### READING PASSAGE
##############################

This was the rebuilt one with new cells:

 

​


----------



## elnino (Nov 1, 2011)

LuxLuthor, the info/pictures in your post is very informative and I'm sure will be helpful in getting my replacement
pack built. Thank you! I will be providing it to both CheapBatteryPacks and BatterySpace with the hope that one of
them will make one for me.


----------



## elnino (Nov 2, 2011)

Today I received emails from both Batteryspace and Cheapbatterypacks and here are their replies:


Batteryspace.com:

Base on the info you provide, we can use 12 pcs of this 18650 2.6Ah cell (part no: Part Number: LC-18650-LG-2600) to rebuild you a 14.8V 7.8Ah pack. If you send your pack to us and we can rebuild it for $175.00.

I don't recommend the 2800mAh or higher cell as to reach that capacity, you will need a charger that is capable to charger each cell upto a max of 4.3V while most Li-Ion charger can only charge each cell to a max of 4.2V. Therefore, you won't get the rated capacity of the cell. Beside, you increase the capacity from original 6.6Ah to 7.8Ah.

Please note: we will use your original pcb and connectors to rebuild it. Also, we are not liable if the pack is not working properly due to problem with the pcb you have. We have our own pcb but I don't know what is the max current being draw by your light to see what will suit you best.


Cheapbatterypacks.com:

We could build it using the A123 cells. Slightly lower voltage at 3.3v per cell but the A123 have higher average discharge capabilities over LION so the end result should be higher watts.

The cells are 1100mah from A123 (A grade cells not clones or low grade).

##############################

### DATA UNDER STUDY
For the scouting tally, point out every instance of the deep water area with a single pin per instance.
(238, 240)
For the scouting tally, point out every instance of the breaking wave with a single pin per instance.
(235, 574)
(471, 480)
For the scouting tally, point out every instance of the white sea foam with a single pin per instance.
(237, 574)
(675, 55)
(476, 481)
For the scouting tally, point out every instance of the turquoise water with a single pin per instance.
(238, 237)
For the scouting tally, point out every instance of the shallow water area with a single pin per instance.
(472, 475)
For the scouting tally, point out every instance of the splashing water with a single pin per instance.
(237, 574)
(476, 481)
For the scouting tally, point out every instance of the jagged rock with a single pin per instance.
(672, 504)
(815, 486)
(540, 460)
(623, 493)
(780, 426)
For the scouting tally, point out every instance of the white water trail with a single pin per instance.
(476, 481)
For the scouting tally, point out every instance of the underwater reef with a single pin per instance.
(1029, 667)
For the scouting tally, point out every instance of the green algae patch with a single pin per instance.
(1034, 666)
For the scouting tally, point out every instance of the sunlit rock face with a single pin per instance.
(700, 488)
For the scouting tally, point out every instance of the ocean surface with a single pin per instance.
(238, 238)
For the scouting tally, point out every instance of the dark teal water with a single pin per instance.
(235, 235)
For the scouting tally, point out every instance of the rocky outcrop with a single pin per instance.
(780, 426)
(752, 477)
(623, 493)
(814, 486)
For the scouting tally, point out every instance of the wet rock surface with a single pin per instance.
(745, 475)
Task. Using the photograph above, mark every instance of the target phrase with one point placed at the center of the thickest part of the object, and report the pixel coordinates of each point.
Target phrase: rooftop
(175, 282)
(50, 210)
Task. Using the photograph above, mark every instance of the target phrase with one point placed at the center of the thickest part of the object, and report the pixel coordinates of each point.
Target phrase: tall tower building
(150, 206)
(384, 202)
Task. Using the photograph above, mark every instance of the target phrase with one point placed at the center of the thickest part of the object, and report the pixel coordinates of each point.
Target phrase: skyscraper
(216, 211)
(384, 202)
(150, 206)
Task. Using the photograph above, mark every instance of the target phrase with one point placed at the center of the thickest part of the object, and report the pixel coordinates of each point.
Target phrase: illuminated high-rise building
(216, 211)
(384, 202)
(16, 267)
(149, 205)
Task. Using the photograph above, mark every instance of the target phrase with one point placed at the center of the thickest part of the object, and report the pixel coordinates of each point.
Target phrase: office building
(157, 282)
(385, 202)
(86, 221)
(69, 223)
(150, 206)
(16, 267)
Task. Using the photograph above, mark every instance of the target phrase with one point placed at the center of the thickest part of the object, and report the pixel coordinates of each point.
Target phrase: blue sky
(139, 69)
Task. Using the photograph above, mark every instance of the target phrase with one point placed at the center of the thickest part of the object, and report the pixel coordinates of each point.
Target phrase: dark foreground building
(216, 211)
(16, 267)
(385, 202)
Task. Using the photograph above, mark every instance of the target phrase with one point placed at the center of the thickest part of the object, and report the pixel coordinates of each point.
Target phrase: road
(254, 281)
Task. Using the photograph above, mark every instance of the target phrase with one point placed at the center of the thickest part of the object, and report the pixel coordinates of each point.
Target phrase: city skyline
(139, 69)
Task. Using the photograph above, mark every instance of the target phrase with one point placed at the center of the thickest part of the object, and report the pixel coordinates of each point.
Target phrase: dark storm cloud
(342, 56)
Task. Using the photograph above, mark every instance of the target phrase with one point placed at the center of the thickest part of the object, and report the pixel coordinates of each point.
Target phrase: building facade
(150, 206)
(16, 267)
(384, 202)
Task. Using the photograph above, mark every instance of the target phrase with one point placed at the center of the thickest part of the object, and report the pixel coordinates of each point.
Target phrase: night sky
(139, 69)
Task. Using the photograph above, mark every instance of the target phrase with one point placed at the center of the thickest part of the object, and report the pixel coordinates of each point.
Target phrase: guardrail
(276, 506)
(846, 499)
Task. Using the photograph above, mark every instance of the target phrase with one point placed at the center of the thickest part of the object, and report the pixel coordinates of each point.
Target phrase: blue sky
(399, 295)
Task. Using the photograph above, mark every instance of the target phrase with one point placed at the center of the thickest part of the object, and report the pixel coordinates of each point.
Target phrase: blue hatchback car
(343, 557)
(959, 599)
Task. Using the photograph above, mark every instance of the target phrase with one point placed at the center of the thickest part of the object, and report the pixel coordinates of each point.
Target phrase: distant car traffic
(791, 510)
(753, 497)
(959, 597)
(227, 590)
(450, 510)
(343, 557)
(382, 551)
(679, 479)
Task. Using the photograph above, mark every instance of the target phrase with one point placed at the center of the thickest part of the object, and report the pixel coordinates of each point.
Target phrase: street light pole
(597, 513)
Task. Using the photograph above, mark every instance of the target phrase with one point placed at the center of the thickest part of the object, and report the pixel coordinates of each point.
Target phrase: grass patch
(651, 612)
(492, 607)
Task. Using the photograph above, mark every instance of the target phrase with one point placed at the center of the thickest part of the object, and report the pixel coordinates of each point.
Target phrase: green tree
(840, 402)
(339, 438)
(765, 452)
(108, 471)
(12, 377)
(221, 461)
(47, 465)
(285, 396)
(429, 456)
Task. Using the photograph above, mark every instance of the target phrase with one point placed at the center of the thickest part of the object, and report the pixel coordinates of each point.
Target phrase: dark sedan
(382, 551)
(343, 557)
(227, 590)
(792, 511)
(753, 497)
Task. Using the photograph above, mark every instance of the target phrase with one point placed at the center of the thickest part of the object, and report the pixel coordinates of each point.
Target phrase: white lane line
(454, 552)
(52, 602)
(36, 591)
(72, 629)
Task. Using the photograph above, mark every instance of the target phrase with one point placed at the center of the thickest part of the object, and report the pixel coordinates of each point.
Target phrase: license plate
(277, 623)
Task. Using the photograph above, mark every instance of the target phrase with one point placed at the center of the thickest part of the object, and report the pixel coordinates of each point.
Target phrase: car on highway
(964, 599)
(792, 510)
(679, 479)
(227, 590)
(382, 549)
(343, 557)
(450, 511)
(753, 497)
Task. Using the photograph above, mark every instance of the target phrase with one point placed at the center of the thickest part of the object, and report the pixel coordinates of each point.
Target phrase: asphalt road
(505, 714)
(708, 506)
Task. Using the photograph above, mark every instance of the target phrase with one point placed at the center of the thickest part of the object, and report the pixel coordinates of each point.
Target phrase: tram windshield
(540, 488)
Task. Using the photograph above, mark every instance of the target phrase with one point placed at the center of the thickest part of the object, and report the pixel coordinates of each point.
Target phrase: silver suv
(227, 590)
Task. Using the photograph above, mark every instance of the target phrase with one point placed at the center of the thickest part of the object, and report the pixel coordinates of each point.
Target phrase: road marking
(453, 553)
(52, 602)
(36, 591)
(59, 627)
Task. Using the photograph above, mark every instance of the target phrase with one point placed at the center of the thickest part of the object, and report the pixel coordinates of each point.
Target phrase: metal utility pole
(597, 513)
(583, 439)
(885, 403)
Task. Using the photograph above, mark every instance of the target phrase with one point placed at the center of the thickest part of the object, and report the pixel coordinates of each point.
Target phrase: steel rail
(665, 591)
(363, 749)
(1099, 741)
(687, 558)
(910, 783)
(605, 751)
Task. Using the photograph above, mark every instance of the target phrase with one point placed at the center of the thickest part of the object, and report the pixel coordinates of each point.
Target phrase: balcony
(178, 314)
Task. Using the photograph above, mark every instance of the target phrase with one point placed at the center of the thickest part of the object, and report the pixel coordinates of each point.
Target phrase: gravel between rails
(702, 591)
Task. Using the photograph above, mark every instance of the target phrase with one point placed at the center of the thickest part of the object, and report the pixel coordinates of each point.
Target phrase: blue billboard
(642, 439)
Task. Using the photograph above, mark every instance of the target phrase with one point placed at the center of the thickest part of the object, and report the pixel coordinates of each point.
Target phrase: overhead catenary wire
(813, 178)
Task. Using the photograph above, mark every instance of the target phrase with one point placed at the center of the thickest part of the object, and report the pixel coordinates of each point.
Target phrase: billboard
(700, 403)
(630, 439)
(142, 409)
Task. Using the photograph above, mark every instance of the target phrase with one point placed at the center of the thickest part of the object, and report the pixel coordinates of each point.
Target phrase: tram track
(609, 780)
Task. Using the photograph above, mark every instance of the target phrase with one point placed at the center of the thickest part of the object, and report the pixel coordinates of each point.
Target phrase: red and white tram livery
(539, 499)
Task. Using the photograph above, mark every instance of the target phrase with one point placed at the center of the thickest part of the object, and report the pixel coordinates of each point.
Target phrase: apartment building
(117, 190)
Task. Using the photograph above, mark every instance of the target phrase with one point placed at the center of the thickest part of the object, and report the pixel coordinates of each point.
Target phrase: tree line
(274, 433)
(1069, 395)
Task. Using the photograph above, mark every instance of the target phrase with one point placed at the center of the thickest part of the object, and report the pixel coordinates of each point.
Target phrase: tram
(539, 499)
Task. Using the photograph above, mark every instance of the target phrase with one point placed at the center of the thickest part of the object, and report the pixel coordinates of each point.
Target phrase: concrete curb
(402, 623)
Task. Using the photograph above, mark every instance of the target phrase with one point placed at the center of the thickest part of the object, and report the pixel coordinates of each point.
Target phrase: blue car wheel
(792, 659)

##############################

### DIRECTIONS
**A)** In the battery pack thread, what price did Batteryspace quote for rebuilding the pack?
**B)** Carry on the battery pack thread, starting after its last sentence.

### SOLVED TASKS
**A)** $175.00

**B)**
For 12 cells you are looking at 18.00 per cells = $216.00 per pack (4s3p) = 3300mah, 13.2v

Lion can be found overseas for a lot less money but I am not sure on quality. We have tested a few that do not do well at high discharge rates.

**********************************


I am leaning towards the pack with the 18650 cells and though not recommended, to go with the 2800mah cells vs. the 2600mah.
The only way that I have ever charged the pack is using the wall charger that came with the light. Does anyone know if that
charger can charge the 2800mah cells to a max of 4.3v as stated above? Any suggestions on which would be the better pack for
my BB would be appreciated. Thanks in advance.


----------



## LuxLuthor (Nov 3, 2011)

I would not use the A123 for sure. The question is not if the charger can reach that voltage, but rather what is the setup of the PCB which is controlling the charge current and voltage cutoff. I don't know if there is a separate board inside the light that controls the charge current/voltage process in addition to the one in the pack. If you cannot verify the PCB limits, I would use 4.2V cells.

That is actually a pretty good deal for battery space to rebuild it less than Dan was selling them for, and is cheaper than I expected it would be. I would STRONGLY recommend that you remove the shrink wrap and take detailed photos of all the sides before sending so you verify they did everything right before installing it in your light....which means you would need some shrink wrap.


----------



## xul (Nov 3, 2011)

Decision Theory says, "Other things being equal go for the fewest $/mAh."


----------



## BVH (Nov 3, 2011)

Agree with Lux. No A123's for sure. No 4.3V cells. The electronics in the BB were designed for 4.2 Volt cells. As mentioned, you've already gained mAh capacity by going to the 2600 mAh cells so you have more run time btw charges without having to experiment with the 4.3 Volt cells.


----------



## LuxLuthor (Nov 3, 2011)

xul said:


> Decision Theory says, "Other things being equal go for the fewest $/mAh."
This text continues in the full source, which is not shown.